● SUPPLIED TEXT:
══════════

Revision as Fanfic
I was doing a workshop for young writers recently and as usual I started with a quick assessment…
Who writes—or wants to write—the following:
And so on…
The good news is I saw several hands go up for each area, and many of them went up multiple times.
Then on a whim I added, …and what about fanfic?
Lots of hands, and (even more important) lots of excitement. “Awesome!” I said, and we were off and running.
Fast-forward to a while later, as we’re discussing the revision process. I’m trying to give them two fundamental takeaways…
1. Revision can really improve our work.
2. Revision can really be enjoyable. (Because without them buying into #2, #1 isn’t likely to happen.)
The first one is pretty direct: Revision is where you can go from good to great, etc., along with explaining various reasons why virtually any manuscript can be made better with judicious revision. The teachers are nodding in agreement, and the students seem to get the idea. In theory.
The second one is a harder sell. I talk about how I changed my mindset from dreading revision to enjoying it. “Look at it this way: you’ve actually reached the end, and in the big picture it probably hangs together as a story to one degree or another. So the stress of wondering if you’re even going to finish the initial draft is gone. You made it! Now you get to return to your world and make it even better and—”
I stopped, as something struck me. “Remind me again—who’s into fan fiction?” Three fourths of the students put their hands up. “Well, this is similar.” I had their attention now, if not their concurrence. “With fanfic, you start with a world you love and characters you love and a basic story holding it all together, right?” They nodded. “So you don’t have to do the heavy lifting of world-building or character creation or fundamental rulemaking because it’s already been taken care of, right?” More nods. “So, you guys are basically saying that the fun of it is, you get to dive back into that world and improve things and add new things and just generally make it into the story you always thought it should be. Sound familiar?”

══════════

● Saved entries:
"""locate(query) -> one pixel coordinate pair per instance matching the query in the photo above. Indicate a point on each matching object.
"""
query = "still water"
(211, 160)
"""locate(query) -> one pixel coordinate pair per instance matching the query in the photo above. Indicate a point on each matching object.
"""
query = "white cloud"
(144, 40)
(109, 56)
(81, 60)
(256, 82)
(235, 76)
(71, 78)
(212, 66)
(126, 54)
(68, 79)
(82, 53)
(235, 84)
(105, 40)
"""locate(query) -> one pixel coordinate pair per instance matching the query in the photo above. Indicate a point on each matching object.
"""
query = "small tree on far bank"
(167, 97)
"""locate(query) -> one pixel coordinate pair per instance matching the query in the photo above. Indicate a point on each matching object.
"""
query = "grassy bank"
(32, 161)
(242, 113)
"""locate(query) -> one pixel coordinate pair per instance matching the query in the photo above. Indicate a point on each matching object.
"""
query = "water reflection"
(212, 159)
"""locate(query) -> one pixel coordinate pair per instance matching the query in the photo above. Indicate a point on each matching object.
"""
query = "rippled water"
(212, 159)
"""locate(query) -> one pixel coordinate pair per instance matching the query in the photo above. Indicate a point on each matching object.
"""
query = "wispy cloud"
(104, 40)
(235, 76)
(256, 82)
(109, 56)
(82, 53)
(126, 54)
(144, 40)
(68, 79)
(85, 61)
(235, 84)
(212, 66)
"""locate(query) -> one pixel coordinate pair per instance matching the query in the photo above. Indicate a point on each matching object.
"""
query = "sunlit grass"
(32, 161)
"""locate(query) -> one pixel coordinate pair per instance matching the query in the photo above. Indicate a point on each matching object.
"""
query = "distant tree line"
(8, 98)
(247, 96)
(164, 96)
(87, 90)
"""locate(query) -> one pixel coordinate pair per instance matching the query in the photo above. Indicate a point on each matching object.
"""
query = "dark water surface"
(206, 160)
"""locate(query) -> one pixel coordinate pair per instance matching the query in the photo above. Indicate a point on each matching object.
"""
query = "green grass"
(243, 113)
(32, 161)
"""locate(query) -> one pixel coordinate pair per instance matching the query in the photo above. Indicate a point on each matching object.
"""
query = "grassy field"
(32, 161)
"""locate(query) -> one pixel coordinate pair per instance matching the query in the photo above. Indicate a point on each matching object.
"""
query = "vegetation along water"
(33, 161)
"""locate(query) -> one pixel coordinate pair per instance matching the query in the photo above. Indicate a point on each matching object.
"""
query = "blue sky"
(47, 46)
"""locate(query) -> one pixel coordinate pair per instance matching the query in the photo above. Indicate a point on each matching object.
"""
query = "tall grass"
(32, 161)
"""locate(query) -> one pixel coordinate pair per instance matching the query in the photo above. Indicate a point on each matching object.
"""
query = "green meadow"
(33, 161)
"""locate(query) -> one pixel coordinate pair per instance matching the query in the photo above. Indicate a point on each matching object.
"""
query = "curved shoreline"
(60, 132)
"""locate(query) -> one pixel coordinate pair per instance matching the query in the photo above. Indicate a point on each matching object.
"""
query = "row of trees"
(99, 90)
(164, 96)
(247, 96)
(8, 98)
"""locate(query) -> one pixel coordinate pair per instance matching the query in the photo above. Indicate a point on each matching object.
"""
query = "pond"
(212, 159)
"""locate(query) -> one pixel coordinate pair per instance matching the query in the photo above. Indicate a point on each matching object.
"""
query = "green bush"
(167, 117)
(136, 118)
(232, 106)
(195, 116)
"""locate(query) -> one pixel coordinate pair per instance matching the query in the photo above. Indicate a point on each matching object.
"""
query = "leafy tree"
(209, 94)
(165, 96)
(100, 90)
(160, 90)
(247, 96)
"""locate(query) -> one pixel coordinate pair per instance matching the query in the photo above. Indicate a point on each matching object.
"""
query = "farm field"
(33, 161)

══════════

● WHAT YOU WILL DO:
a – In the essay on revision as fanfic, what share of the students raised their hands when asked again who was into fan fiction?
b – Pick up the essay on revision as fanfic after its last sentence and keep writing it.

● ANSWERS FOR THIS EXERCISE:
a – Three fourths of the students.

b –
The room lit up with fifty or so lightbulbs turning on. Including the one above my head.
It was my turn to nod. “So it sounds like… revision is doing fan fiction on your own story!”
And it is.
My views on revision changed when I began to realize it was an opportunity to go back to the world I’d created—and the characters I’d created and was invested in—and play around some more. (With credit to my child bride here, because she got over her dislike of rewriting before I did and thus helped show me there was light at the end of the tunnel.)
And I think a big part of this is—as we’ve discussed before—reading like a reader instead of a writer: Take some time away from the story then go through it like a fan. And as you read, keep note of the things that bore you or confuse you or that you’d just like to see done better or different.
Then take that punch list and go back through it as “writer you” and make all the changes that “reader you” was wishing for, making sure the transitions are smooth and natural and that none of the stitches are visible after the surgery.
And when you’re done… congratulations! You’ve just created some awesome fanfic based on the work of an author near and dear to you.